>> start

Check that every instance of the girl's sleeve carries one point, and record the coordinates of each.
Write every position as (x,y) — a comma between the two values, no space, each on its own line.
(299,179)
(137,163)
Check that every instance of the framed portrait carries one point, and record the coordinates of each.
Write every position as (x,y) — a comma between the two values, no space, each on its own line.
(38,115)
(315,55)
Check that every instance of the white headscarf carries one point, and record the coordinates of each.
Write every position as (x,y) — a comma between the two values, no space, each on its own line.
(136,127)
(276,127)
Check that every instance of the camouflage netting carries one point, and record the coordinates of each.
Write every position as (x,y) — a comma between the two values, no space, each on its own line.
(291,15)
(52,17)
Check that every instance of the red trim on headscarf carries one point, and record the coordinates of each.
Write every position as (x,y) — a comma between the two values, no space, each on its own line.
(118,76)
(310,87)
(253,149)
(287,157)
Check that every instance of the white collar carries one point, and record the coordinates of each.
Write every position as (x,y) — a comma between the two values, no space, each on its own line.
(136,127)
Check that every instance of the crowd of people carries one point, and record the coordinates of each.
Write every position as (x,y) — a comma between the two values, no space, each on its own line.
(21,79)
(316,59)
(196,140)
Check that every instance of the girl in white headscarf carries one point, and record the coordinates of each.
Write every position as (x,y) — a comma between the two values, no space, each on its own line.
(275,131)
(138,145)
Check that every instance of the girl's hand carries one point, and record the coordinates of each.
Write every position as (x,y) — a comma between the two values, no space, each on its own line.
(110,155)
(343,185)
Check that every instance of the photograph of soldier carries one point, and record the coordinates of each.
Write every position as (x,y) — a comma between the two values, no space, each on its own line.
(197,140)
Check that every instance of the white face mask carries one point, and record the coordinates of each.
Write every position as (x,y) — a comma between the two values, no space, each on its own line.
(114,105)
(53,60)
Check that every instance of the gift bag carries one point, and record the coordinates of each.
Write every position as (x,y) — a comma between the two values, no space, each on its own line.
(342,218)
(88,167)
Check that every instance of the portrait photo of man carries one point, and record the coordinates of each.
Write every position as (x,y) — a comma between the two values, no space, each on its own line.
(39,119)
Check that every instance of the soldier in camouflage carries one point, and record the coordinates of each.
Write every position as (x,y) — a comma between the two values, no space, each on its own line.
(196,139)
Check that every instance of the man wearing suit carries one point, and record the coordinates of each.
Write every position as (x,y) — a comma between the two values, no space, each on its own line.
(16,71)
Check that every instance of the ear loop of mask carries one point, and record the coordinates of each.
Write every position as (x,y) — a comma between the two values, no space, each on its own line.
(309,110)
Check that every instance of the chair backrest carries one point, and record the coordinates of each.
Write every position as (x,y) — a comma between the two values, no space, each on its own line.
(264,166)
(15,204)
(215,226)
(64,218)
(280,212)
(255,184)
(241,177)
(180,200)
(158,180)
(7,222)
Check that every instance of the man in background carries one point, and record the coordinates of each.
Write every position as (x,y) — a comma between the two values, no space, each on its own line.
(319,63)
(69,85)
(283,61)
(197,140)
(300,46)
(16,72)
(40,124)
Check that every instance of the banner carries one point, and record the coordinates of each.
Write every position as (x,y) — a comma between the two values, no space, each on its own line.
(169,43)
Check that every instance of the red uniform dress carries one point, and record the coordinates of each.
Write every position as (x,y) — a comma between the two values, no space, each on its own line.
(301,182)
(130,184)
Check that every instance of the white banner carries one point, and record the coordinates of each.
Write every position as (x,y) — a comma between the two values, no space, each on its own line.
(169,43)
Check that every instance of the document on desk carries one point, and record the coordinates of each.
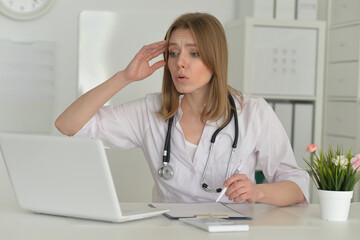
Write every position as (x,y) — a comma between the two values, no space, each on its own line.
(220,210)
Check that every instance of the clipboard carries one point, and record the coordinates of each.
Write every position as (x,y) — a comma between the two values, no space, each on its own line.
(237,211)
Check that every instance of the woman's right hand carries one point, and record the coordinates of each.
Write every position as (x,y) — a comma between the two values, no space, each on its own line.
(139,68)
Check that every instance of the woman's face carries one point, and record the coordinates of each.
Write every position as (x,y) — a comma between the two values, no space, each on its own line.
(188,71)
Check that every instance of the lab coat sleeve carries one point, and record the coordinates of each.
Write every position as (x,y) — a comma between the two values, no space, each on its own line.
(274,152)
(119,126)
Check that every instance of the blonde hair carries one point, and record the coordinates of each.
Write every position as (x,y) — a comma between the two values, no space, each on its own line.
(211,42)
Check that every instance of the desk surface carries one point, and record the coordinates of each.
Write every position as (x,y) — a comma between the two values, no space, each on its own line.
(288,223)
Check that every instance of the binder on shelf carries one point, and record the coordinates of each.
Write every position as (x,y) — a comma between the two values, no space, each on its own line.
(303,131)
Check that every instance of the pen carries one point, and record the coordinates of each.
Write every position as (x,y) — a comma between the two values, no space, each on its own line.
(224,189)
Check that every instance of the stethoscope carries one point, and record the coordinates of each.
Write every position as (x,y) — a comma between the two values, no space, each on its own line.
(166,170)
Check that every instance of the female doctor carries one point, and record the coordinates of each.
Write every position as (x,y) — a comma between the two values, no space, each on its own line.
(195,110)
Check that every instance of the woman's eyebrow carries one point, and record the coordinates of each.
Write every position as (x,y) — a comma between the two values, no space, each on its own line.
(187,44)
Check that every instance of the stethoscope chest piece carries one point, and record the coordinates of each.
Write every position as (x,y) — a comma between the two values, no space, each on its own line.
(166,171)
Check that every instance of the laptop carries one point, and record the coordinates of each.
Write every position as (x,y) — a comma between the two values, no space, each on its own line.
(64,176)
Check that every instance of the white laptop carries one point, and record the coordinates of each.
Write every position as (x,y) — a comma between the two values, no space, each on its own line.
(65,176)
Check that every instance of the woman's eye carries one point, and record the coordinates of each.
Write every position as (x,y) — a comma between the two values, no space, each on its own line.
(173,54)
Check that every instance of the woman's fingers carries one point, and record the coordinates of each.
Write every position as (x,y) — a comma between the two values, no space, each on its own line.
(240,188)
(139,67)
(151,51)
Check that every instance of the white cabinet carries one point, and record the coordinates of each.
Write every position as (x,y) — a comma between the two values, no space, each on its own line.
(282,61)
(342,95)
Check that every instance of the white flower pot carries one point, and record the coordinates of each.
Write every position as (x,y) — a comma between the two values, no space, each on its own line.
(335,205)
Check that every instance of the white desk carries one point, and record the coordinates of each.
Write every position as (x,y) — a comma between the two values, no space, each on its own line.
(288,223)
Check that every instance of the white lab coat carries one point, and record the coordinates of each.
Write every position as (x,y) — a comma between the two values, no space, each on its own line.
(262,140)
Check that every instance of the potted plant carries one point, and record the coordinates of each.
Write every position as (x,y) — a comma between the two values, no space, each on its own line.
(335,174)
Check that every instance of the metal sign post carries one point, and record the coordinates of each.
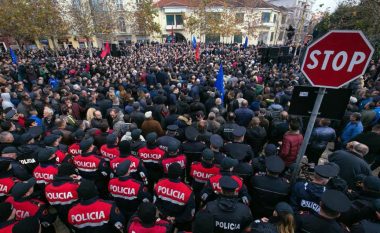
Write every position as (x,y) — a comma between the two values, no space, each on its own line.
(309,130)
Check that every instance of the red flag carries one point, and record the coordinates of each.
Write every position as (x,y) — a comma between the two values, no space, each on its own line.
(197,53)
(106,50)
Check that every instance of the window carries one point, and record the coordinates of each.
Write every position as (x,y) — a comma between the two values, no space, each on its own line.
(119,4)
(239,17)
(178,20)
(169,19)
(265,17)
(121,25)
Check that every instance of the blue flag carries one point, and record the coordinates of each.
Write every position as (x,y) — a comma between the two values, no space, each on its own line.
(194,42)
(13,56)
(245,42)
(219,84)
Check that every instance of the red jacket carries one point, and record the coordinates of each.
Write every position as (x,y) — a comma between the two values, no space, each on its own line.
(291,143)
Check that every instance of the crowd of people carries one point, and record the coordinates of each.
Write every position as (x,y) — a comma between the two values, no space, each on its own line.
(144,142)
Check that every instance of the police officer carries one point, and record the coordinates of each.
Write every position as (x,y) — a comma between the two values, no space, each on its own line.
(212,189)
(52,141)
(332,204)
(137,169)
(216,142)
(92,166)
(110,150)
(269,189)
(74,149)
(92,214)
(164,141)
(229,214)
(175,199)
(136,142)
(145,221)
(306,195)
(152,156)
(172,156)
(47,169)
(201,172)
(62,192)
(238,149)
(127,192)
(26,206)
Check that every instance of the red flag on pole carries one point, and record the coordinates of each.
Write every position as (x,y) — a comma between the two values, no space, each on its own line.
(197,53)
(106,50)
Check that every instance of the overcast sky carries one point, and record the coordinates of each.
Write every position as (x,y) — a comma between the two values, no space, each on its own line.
(331,4)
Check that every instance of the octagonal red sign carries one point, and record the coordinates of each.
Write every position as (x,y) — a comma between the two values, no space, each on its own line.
(337,58)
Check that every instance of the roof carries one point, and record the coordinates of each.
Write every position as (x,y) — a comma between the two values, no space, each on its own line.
(234,3)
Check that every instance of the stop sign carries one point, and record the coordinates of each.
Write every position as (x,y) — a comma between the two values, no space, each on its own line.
(337,58)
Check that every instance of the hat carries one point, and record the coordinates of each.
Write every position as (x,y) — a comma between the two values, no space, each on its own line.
(26,137)
(123,168)
(203,222)
(228,163)
(270,149)
(45,154)
(135,134)
(20,188)
(151,137)
(9,150)
(148,114)
(335,201)
(85,144)
(327,170)
(284,207)
(79,134)
(50,139)
(5,211)
(30,225)
(172,127)
(274,164)
(191,133)
(372,183)
(174,170)
(227,183)
(125,147)
(10,114)
(376,205)
(216,141)
(111,139)
(66,169)
(87,190)
(147,212)
(239,131)
(208,154)
(35,131)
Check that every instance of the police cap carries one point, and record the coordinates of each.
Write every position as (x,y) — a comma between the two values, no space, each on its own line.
(372,183)
(207,154)
(123,168)
(228,163)
(135,134)
(335,201)
(45,154)
(85,144)
(274,164)
(20,188)
(327,170)
(191,133)
(227,183)
(111,139)
(50,139)
(151,137)
(216,141)
(239,131)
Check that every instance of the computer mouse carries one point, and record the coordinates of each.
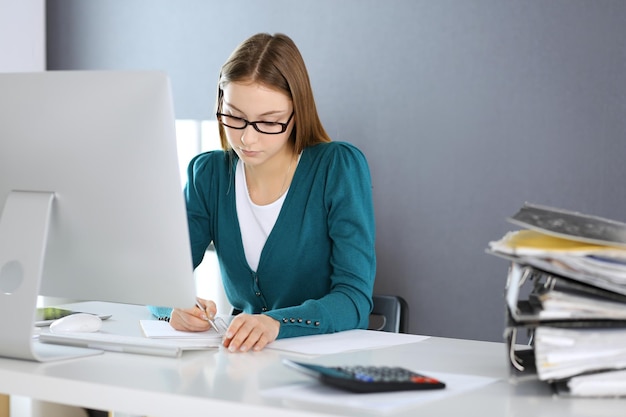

>> end

Problem requirements
Which lines in the entries above contain the string "woman"? Gather every one of them, treating uppercase and lowercase as different.

Complete answer
Check that every instance of the woman's right hand carries one point, and record the coordinates of each.
Check that every instance of the woman's face carries one point, and record the coordinates of each.
Check that every instance of the woman's eyebrow carries one point, and record the coordinates of each.
Check that every instance of the woman's eye carries one point, and record the coordinates of each.
Check that every instance of the woman's fingers carries one point, and record the coordinates of each.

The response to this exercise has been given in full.